What the task requires: Every line below containing the word "target" should be found and copied.
*** Opening Record extracts ***
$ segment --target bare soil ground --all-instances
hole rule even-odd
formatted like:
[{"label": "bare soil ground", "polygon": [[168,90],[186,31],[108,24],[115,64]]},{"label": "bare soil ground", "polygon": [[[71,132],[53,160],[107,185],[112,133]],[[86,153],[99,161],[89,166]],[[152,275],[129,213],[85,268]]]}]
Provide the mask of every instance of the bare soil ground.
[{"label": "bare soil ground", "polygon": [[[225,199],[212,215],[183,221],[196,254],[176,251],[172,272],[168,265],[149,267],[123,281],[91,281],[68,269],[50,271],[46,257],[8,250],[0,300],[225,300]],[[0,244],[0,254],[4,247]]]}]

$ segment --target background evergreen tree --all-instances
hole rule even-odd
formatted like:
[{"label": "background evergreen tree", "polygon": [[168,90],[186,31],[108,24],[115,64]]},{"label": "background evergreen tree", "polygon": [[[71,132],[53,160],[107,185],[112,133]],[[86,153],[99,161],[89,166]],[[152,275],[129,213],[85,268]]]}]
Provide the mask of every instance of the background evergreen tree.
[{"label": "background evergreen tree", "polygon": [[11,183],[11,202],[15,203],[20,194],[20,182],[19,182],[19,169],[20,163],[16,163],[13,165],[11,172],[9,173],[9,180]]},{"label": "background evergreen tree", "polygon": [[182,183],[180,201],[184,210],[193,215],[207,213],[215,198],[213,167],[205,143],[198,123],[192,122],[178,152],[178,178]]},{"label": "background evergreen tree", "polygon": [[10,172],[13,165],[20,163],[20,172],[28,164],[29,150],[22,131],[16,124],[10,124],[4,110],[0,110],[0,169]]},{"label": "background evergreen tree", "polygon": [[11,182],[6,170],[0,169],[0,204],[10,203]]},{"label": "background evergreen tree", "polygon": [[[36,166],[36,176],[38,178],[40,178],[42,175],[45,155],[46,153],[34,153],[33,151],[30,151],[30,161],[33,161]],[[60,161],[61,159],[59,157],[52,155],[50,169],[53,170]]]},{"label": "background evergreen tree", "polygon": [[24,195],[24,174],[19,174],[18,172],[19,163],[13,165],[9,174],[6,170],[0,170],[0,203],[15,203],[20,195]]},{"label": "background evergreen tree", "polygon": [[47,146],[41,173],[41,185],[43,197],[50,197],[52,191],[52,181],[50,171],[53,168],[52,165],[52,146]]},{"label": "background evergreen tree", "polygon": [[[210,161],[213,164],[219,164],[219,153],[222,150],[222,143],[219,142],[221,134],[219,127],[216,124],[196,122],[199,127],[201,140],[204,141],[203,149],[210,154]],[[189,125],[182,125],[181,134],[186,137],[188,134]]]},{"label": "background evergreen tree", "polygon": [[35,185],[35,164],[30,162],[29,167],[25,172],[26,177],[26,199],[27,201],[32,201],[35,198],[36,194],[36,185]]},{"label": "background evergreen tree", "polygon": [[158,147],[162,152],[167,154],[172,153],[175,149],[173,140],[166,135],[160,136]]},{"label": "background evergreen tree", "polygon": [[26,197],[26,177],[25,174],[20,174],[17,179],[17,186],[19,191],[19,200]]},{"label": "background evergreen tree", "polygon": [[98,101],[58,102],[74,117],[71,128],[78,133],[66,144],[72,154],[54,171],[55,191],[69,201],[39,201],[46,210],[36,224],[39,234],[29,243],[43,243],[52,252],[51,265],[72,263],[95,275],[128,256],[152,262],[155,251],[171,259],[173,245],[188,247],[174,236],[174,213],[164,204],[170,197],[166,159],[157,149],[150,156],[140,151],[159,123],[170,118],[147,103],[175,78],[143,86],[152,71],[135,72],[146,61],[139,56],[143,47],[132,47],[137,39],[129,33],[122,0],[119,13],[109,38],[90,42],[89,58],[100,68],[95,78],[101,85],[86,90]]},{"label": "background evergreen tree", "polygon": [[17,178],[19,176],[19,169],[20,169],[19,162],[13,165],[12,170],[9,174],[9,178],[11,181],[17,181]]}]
*** Closing Record extracts ***
Response to this exercise:
$ segment --target bare soil ground --all-instances
$ segment --target background evergreen tree --all-instances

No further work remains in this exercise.